Direction:
Rewrite every one of the records below, swapping "give x and y" for "give the x and y coordinates" wherever it occurs and changing nothing else. Leave the pictures out.

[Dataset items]
━━━━━━━━━━━━━━━━━━━━

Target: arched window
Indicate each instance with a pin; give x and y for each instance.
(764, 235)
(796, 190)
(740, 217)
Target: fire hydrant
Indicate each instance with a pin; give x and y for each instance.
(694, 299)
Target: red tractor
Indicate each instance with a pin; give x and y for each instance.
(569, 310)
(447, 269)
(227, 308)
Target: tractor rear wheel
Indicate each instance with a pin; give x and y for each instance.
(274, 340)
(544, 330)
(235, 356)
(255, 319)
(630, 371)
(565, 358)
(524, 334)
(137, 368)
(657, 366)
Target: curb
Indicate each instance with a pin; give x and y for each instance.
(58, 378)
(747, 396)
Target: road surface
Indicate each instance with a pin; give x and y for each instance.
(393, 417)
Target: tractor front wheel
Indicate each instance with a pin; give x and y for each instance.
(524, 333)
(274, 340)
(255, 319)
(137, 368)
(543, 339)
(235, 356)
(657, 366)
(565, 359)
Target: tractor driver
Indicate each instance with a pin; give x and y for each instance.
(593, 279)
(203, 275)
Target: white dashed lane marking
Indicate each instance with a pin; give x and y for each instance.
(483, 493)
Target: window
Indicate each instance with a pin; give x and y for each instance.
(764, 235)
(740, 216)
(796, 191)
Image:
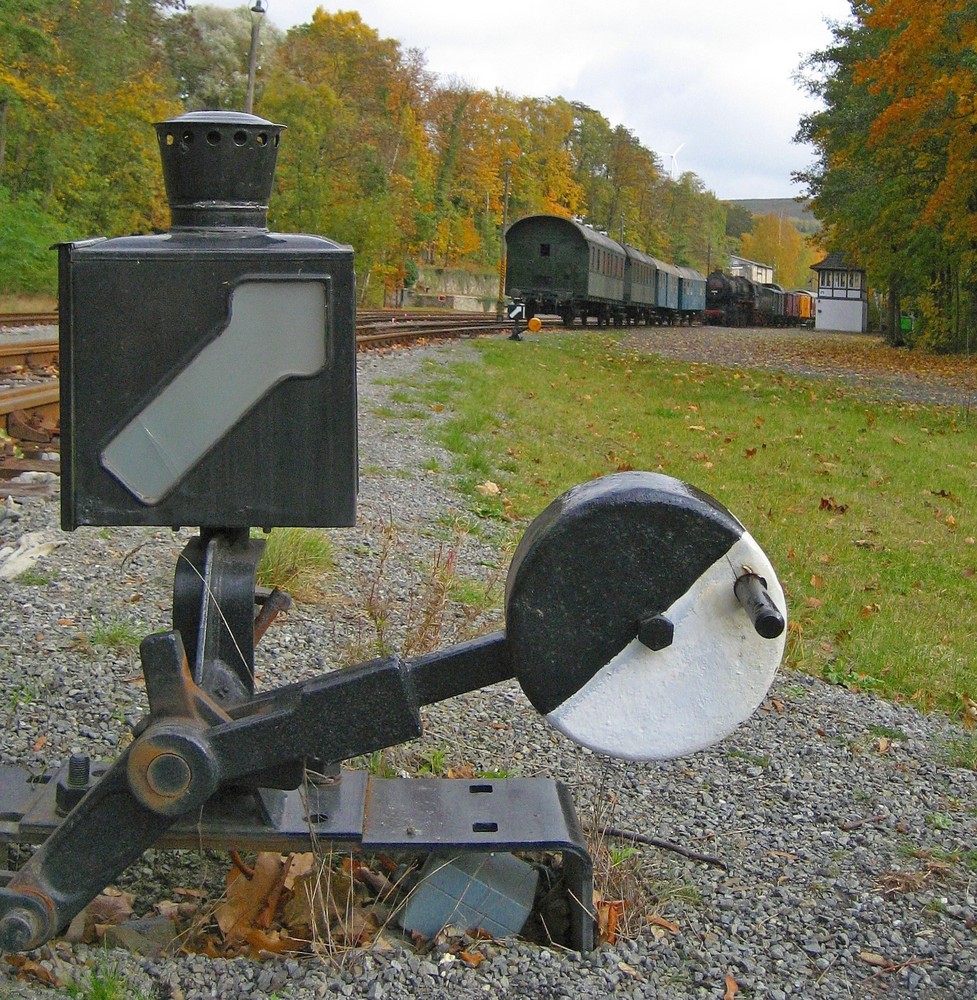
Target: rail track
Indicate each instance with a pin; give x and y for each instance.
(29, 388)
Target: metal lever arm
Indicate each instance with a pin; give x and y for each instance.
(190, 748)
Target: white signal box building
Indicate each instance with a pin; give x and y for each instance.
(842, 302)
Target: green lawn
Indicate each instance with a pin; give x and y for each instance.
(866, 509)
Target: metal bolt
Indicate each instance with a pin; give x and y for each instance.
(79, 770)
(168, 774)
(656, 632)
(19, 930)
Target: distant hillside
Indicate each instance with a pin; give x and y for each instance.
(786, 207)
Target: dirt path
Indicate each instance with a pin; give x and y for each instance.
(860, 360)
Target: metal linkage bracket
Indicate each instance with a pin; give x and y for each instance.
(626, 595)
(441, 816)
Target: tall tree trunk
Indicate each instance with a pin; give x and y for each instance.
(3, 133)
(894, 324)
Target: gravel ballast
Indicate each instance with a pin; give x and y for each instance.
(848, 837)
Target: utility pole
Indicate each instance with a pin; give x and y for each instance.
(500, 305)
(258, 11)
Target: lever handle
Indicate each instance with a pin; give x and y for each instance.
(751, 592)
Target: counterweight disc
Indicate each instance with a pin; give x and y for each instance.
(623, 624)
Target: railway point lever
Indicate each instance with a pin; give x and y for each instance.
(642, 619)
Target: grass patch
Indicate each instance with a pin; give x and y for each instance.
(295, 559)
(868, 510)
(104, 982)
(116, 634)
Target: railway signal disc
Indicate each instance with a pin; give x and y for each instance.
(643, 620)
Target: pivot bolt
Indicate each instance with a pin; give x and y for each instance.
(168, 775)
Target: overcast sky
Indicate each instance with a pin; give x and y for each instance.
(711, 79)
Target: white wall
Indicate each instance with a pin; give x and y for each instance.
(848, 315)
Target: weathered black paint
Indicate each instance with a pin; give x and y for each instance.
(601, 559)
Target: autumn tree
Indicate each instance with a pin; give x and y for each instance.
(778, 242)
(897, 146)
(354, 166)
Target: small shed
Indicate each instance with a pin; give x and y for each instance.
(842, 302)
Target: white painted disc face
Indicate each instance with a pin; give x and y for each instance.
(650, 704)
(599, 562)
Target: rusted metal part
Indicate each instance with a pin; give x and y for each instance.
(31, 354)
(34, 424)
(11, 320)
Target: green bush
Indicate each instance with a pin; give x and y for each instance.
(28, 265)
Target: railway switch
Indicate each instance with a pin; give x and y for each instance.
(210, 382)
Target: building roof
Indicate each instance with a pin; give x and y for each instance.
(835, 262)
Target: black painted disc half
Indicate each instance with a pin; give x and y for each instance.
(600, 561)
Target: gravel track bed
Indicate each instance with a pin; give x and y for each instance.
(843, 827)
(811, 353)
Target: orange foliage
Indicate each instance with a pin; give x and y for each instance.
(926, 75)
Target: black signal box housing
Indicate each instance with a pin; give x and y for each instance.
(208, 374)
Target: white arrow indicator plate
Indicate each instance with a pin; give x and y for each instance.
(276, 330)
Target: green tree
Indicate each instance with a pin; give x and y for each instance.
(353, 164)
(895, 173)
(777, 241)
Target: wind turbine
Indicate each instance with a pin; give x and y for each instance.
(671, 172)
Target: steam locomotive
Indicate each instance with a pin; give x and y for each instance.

━━━━━━━━━━━━━━━━━━━━

Exercise output:
Target: arched window
Indicate each instance with a pin; give the x and y coordinates for each instance.
(764, 235)
(796, 190)
(740, 217)
Target: fire hydrant
Indicate each instance with a pin; give the x and y coordinates for each instance.
(694, 299)
Target: red tractor
Indicate each instance with a pin; give the x and y coordinates for each instance.
(569, 310)
(447, 269)
(227, 308)
Target: tractor rear wheel
Indicate each instance with a pin; give the x and y coordinates for each instance.
(274, 340)
(544, 330)
(235, 356)
(255, 319)
(630, 371)
(565, 358)
(524, 334)
(137, 368)
(657, 366)
Target: curb
Indicate each instance with a pin; give the x and y coordinates for each instance.
(58, 378)
(747, 396)
Target: road surface
Indicate each instance with a pin; give the x and y coordinates for each instance.
(393, 417)
Target: tractor front wheel
Indicate each instance with a pin; give the x and y coordinates for each instance.
(524, 333)
(274, 340)
(255, 319)
(137, 368)
(543, 339)
(235, 356)
(657, 366)
(565, 359)
Target: tractor driver
Indicate each instance with a pin; give the x and y coordinates for each instance.
(593, 279)
(203, 275)
Target: white dashed lane marking
Indicate each instance with a pin; give the x and y coordinates for each instance.
(483, 493)
Target: window
Indicate each instance with a pin; give the x and y coordinates for each instance.
(764, 235)
(740, 216)
(796, 191)
Image:
Target: rail track
Indicate each instance with a pin; give the x and y coordinates for each instance.
(29, 388)
Target: metal lever arm
Indicate each instance with a pin; give the x and y coordinates for each instance.
(190, 748)
Target: white signal box building
Indicate each instance with a pin; give the x and y coordinates for each instance.
(842, 302)
Target: green lawn
Indicate each instance with a pin; give the x and y coordinates for each instance.
(866, 509)
Target: metal bolt
Indicate each instance with a pin; give the x and y coordinates for each instance.
(79, 770)
(168, 774)
(656, 632)
(19, 930)
Target: distant hillside
Indicate each instance with a pin; give the x and y coordinates for each instance.
(786, 207)
Target: dirt path
Indicate each instance with a pin; give the x and y coordinates for each instance.
(860, 360)
Target: metal linkage bracket
Indicate each instance with a pin; give the x and y coordinates for each instance.
(626, 595)
(441, 816)
Target: tall tree trunk
Indicate each instance with a pin; give the x and y coordinates for each instance.
(3, 133)
(894, 324)
Target: gravel ballast
Indicate each instance with a pin; give the x and y coordinates for each instance.
(848, 837)
Target: utility pole
Indicate each instance with a pin; give the x and y coordinates for each instance.
(500, 305)
(258, 11)
Target: lever handle
Indicate each instance with a pin; give the x and y coordinates for each instance.
(751, 592)
Target: counterweight disc
Indicate each instance with a pin; give the x and y coordinates for each instance.
(623, 624)
Target: railway point lever
Indicate each instance with a pin; give the x and y coordinates for each instance.
(642, 619)
Target: grass patch
Indicate each instance with a pin; give the x and y coordinates for each instance.
(295, 559)
(868, 510)
(104, 982)
(116, 634)
Target: railway signal disc
Indicate each instance with a pin; give the x and y coordinates for each instance.
(643, 620)
Target: pivot bolt
Indicate each instance with a pin; give the x and y coordinates for each instance.
(168, 775)
Target: overcast sky
Indicate each instance with a pin; give the x and y coordinates for each instance.
(711, 79)
Target: white wall
Indicate each instance with a pin; give the x and y coordinates for each instance.
(848, 315)
Target: weathered black paint
Indicate each instance with a pin; give the x and y coordinates for each instance.
(601, 559)
Target: autumn tree
Indicate each instance with a pin; give the x and y coordinates for each instance.
(778, 242)
(897, 146)
(354, 166)
Target: small shed
Indicate each instance with a pin; give the x and y coordinates for each instance.
(842, 302)
Target: white painted disc face
Indicate each instance with a pin; give the x and y coordinates for each instance.
(650, 704)
(599, 562)
Target: rusted metal part
Indicate each instance with a pin; give the x and y coordinates for each instance.
(31, 354)
(34, 424)
(11, 320)
Target: green bush
Indicate each instance with a pin; give the x and y coordinates for each instance.
(28, 265)
Target: railway switch
Indicate each instance with a pin; give the x and y coordinates for each instance.
(210, 382)
Target: building roof
Indicate each instance with a pin; give the x and y coordinates for each instance.
(835, 262)
Target: black painted disc half
Indicate each instance with a pin; give the x and y coordinates for each instance.
(600, 561)
Target: gravel track bed
Indicate each instance with a pin; give the x and y coordinates for each instance.
(843, 827)
(811, 353)
Target: orange foliage
Indicate each instance with a pin; give the x and y coordinates for each instance.
(926, 75)
Target: black signal box housing
Indicate each instance with a pin; give the x and y coordinates for each instance.
(208, 374)
Target: white arrow indicator plate
Indicate each instance with a pin; give the x and y coordinates for each instance.
(276, 330)
Target: green tree
Indicate each instance with a pin; give the x and y coordinates for each instance.
(353, 164)
(895, 173)
(777, 241)
Target: wind turbine
Indicate each instance with a pin; give the x and y coordinates for each instance.
(671, 172)
Target: steam locomotive
Indicate each instance with a pin; give the x and y coordinates for each instance.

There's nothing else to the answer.